──────── Documento ────────

Este año Clint y Quentin hicieron películas encantadas en las que el placer físico triunfa sobre la simbolización sin dejar de ser narrativas: La mula y Había una vez… en Hollywood. Al verlas me sentí como la piel en esos días de temperatura templada, sin que la templaza tenga que ver con el equilibrio fiscal u otras recetas por el estilo. Uno se siente transportado al verlas, en el aire. Igual que en Todos rieron, película (ra)dial como Había una vez… en Hollywood, con su sinfonía urbana soleada pero melancólica, menos sinfonía que rondó, y su ophulsiana ronda de amores en tránsito perpetuo, sólo gracias al cine sustraídos al asesinato más o menos prematuro que impone la realidad: el de Sharon Tate en la de Tarantino, el de Dorothy Stratten en la de Bogdanovich. Estado de gracia lúcida parecido al de ciertos momentos de ciertas películas de Rohmer, en los que la inteligencia nunca deja de ser una física y al Verbo se lo cultiva con la pizca de sorna imprescindible para que la Cultura nunca se la crea del todo. Queda muy poco cine industrial que no sólo ame sino también reconozca el valor inmanente del plano, contexto en el que más brilla. En la de Tarantino, perro rabiosamente baziniano, es todo. Con la tristísima dulzura del imposible milagro final (el cine, como enamorarse, es «inventarse una religión personal cuyo Dios es falible»), por primera vez me hizo llorar. Quentin y Clint mantienen encendida la llama de una estrella muerta. Y dan la impresión, como quería Flaiano, de hacerlo sin esfuerzo.

──────── Datos extraídos ────────

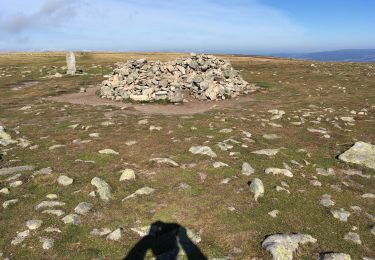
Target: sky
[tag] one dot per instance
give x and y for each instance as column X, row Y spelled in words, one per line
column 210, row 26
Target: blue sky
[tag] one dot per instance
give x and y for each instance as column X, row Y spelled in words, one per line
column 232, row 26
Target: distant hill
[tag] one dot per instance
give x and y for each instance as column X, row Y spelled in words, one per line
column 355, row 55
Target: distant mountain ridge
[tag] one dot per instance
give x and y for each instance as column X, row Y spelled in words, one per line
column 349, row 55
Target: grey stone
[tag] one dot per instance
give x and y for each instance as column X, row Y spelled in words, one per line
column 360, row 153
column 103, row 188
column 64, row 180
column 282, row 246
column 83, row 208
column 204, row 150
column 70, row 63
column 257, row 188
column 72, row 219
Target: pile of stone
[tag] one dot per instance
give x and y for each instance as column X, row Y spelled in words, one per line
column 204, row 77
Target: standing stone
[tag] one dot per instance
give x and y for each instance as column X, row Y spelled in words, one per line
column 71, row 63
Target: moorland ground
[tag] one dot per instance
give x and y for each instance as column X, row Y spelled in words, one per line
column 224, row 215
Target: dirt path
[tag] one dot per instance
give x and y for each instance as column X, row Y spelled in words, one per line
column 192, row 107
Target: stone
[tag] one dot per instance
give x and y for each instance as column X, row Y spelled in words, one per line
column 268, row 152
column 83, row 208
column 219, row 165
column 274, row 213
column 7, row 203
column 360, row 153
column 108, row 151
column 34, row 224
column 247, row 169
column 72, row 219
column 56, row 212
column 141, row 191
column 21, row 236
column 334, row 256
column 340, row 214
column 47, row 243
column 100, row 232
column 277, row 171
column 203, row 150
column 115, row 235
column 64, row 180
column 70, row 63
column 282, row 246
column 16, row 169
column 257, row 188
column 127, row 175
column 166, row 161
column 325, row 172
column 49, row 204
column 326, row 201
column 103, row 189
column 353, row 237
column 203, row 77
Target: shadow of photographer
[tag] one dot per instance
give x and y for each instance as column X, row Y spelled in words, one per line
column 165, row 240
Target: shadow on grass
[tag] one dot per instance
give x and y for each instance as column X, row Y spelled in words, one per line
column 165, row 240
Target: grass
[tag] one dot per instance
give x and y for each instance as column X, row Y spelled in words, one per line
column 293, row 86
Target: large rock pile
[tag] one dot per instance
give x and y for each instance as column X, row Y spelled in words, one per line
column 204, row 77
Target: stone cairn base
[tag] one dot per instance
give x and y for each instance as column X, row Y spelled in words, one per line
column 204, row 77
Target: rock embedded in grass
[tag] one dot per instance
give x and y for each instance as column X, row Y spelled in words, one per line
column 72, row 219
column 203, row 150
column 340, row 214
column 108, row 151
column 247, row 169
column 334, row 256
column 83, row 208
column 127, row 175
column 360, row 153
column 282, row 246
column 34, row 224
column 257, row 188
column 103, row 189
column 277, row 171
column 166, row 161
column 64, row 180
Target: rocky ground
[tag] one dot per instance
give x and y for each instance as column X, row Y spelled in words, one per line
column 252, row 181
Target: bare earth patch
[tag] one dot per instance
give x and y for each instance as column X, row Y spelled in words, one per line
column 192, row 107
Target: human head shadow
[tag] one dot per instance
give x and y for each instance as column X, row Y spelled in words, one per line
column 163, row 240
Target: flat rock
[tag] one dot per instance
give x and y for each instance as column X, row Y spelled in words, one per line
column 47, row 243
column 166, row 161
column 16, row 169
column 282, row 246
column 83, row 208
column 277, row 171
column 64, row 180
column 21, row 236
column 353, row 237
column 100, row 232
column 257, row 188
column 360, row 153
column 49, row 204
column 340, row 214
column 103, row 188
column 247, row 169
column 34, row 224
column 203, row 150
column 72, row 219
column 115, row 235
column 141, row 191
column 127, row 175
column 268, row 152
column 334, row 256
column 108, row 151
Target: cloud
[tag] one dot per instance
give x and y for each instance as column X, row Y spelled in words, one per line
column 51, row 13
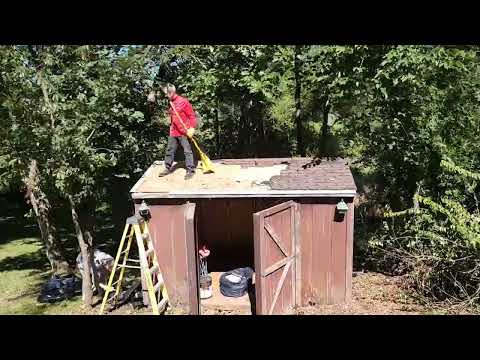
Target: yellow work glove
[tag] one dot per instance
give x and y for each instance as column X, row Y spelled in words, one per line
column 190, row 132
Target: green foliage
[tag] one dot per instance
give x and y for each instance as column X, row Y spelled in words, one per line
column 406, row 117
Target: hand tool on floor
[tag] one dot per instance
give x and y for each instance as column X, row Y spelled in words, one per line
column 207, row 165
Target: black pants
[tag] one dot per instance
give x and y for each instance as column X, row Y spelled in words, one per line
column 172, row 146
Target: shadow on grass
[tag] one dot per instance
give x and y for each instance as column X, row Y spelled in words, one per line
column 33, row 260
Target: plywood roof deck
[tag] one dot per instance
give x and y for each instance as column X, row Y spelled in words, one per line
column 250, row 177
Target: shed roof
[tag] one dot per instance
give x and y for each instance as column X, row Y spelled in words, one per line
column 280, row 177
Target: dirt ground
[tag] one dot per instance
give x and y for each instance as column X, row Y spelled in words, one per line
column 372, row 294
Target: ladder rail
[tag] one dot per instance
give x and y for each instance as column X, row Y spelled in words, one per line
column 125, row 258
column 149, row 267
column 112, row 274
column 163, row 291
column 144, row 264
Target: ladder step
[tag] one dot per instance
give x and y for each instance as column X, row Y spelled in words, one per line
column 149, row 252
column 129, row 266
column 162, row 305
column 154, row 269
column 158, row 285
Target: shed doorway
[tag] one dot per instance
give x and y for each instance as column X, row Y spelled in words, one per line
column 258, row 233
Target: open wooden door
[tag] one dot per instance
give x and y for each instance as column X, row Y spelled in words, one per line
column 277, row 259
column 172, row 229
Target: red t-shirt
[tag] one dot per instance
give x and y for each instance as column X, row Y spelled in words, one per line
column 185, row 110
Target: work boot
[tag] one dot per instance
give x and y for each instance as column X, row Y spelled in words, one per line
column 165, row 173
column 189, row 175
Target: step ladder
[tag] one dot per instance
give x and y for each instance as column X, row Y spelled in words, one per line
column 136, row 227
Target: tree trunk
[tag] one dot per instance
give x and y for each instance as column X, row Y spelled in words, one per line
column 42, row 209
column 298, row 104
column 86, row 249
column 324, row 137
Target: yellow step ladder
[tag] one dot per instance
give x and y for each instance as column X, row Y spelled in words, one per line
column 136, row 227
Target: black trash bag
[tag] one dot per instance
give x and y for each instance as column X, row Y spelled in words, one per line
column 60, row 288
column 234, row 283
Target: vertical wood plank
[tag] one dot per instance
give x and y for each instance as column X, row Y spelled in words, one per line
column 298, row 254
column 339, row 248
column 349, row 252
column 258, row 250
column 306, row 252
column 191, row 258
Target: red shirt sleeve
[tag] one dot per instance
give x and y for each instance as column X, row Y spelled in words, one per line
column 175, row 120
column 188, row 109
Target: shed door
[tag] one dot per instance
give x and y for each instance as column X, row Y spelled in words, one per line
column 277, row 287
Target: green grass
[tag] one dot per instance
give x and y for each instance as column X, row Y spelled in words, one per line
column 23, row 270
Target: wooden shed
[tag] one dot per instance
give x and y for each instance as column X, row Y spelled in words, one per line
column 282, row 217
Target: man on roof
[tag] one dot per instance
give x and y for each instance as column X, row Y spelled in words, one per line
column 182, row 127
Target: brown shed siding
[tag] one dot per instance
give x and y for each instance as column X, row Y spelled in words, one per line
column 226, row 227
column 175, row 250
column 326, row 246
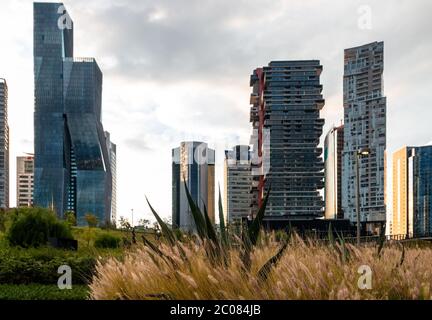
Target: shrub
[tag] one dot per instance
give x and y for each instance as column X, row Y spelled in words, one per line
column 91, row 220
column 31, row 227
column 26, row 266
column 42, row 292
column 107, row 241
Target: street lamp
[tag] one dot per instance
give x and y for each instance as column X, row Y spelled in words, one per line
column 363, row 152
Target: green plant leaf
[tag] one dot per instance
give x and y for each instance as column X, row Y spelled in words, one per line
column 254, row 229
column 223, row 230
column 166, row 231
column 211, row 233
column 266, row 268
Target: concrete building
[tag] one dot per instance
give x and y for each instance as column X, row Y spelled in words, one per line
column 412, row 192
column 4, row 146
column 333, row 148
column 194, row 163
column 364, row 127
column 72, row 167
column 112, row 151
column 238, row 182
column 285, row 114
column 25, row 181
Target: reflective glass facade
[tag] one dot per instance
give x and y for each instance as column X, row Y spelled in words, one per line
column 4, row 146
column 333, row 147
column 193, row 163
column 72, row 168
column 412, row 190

────────

** Enunciado del ejercicio **
Vuelve a escribir completo el texto sobre las películas de Clint y Quentin, sin cambiar nada.

** Respuesta final **
Este año Clint y Quentin hicieron películas encantadas en las que el placer físico triunfa sobre la simbolización sin dejar de ser narrativas: La mula y Había una vez… en Hollywood. Al verlas me sentí como la piel en esos días de temperatura templada, sin que la templaza tenga que ver con el equilibrio fiscal u otras recetas por el estilo. Uno se siente transportado al verlas, en el aire. Igual que en Todos rieron, película (ra)dial como Había una vez… en Hollywood, con su sinfonía urbana soleada pero melancólica, menos sinfonía que rondó, y su ophulsiana ronda de amores en tránsito perpetuo, sólo gracias al cine sustraídos al asesinato más o menos prematuro que impone la realidad: el de Sharon Tate en la de Tarantino, el de Dorothy Stratten en la de Bogdanovich. Estado de gracia lúcida parecido al de ciertos momentos de ciertas películas de Rohmer, en los que la inteligencia nunca deja de ser una física y al Verbo se lo cultiva con la pizca de sorna imprescindible para que la Cultura nunca se la crea del todo. Queda muy poco cine industrial que no sólo ame sino también reconozca el valor inmanente del plano, contexto en el que más brilla. En la de Tarantino, perro rabiosamente baziniano, es todo. Con la tristísima dulzura del imposible milagro final (el cine, como enamorarse, es «inventarse una religión personal cuyo Dios es falible»), por primera vez me hizo llorar. Quentin y Clint mantienen encendida la llama de una estrella muerta. Y dan la impresión, como quería Flaiano, de hacerlo sin esfuerzo.